TASK INSTRUCTIONS
1) Please explain, using the passage on early professional science, why the connection to medicine is said to be evident in the chemical work done at the Jardin du Roi in Paris.
2) According to the passage on early professional science, in what year was Lavoisier a pupil of Rouelle?

Those who practice operative learned professsions like law or medicine have titles such as ‘lawyer’ or ‘physician’ (from the archaic ‘physick,’ meaning medicine), but academic or industrial science is not quite comparable to these disciplines. Newton and Einstein were ‘scientists,’ but Joe Bloggs, who is a science instructor at a state university, or a formulator of adhesives or dyes at some manufacturing business, is not.
Michael of post 9 is not quite correct in dating the historical advent of ‘professional’ science and the emergence of people who made a living teaching it at universities. Chemistry was taught as early as the late seventeenth century in the Netherlands. It was considered to fall under the jurisdiction of the medical faculty, and medicine was from mediæval times part of the university. At Utrecht, J.C. Barchusen taught chemistry; I have an example of his textbook, “Pyrosophia, succincte atque breviter iatro-chemiam, rem metallicam et chrysopoieiam pervestigans” (1698). The famous Herman Boerhaave taught chemistry at Leyden from 1704, being made professor of medicine and botany in 1709 and of chemistry in 1718, succeeding LeMort in that post. In France, chemical research and lectures took place primarily under the aegis of the Académie royale des sciences at the Jardin du Roi in Paris – the tie to medicine again being evident, since a main function of the Jardin was to supply medicinal plants. Wilhelm Homberg, who had worked with Boyle in England, became one of the chief chemists at the Académie in 1691 and continued there until his death in 1715. One of his successors was G.F. Rouelle, who was ‘demonstrator’ (a presenter of lectures illustrated by experiments) at the Jardin from 1742 through 1768. Many French chemists were taught by Rouelle (Lavoisier was his pupil in 1763).

Saved data entries
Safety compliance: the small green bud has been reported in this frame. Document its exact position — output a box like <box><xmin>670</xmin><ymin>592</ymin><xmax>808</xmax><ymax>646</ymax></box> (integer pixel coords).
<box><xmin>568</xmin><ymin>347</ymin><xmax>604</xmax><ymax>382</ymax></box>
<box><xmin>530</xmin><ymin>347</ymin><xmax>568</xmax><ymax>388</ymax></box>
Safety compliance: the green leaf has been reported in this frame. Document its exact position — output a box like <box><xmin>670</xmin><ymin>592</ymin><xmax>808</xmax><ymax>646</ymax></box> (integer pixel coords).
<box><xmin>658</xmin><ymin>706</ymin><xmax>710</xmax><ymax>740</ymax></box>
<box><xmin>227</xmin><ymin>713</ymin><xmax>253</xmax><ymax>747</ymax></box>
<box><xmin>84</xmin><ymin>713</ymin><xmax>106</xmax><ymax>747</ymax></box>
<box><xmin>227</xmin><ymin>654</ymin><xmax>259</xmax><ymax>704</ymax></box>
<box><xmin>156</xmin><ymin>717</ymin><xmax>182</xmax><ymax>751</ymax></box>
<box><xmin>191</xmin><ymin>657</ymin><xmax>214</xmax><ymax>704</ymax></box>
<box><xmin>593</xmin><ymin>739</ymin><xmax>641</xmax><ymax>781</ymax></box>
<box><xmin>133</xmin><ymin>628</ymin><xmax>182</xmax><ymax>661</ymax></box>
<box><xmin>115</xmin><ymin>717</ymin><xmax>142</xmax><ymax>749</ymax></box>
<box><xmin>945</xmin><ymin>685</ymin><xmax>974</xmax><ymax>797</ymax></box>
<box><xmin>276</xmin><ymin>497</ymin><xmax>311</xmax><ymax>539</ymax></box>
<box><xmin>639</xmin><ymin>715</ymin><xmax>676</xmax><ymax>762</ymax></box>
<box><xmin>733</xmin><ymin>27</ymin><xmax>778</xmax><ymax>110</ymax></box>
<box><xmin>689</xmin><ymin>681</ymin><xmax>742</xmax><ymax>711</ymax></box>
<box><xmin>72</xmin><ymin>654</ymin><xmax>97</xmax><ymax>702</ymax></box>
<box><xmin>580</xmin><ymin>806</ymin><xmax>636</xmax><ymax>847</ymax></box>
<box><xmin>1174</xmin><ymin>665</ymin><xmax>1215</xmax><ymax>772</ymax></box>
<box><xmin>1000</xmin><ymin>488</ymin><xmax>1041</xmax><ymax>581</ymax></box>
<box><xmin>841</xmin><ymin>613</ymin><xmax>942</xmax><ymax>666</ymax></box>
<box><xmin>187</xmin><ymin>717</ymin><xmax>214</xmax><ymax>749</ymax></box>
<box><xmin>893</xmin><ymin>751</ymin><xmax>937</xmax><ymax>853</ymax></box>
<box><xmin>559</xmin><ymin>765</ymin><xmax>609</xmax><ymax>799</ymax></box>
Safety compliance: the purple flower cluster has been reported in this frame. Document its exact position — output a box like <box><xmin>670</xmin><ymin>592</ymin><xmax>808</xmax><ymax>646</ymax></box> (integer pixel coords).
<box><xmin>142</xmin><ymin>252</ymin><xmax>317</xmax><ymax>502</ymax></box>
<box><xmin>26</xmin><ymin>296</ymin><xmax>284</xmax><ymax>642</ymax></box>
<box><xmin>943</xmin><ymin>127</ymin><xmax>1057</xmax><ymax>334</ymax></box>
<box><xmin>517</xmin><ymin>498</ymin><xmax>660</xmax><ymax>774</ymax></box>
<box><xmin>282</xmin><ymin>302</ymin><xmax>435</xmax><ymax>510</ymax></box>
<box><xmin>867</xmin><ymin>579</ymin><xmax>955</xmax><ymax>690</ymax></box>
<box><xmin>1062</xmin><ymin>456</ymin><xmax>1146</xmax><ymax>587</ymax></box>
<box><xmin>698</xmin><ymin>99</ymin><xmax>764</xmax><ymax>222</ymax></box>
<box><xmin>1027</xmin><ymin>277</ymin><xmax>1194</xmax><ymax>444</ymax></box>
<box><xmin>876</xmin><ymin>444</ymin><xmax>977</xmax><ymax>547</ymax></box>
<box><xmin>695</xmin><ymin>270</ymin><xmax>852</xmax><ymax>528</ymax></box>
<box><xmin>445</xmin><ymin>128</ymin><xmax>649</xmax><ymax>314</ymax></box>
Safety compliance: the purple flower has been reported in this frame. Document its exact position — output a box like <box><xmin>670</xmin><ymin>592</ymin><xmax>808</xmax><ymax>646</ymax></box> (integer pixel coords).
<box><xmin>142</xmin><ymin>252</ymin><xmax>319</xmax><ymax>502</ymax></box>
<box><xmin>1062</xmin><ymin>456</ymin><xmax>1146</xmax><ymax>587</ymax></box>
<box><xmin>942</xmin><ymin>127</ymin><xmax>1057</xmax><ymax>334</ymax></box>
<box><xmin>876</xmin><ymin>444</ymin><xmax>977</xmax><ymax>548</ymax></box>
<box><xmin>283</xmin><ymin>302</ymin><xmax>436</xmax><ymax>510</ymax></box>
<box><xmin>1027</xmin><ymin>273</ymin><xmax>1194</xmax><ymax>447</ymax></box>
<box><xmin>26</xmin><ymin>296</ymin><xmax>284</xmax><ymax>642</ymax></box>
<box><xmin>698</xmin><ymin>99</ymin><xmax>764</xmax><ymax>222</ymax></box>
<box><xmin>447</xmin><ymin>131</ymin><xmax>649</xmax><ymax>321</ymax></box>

ANSWERS TO THE EXERCISE
1) A main function of the Jardin du Roi was to supply medicinal plants. That is why the chemical research and lectures held there under the Académie royale des sciences show the tie to medicine.

2) 1763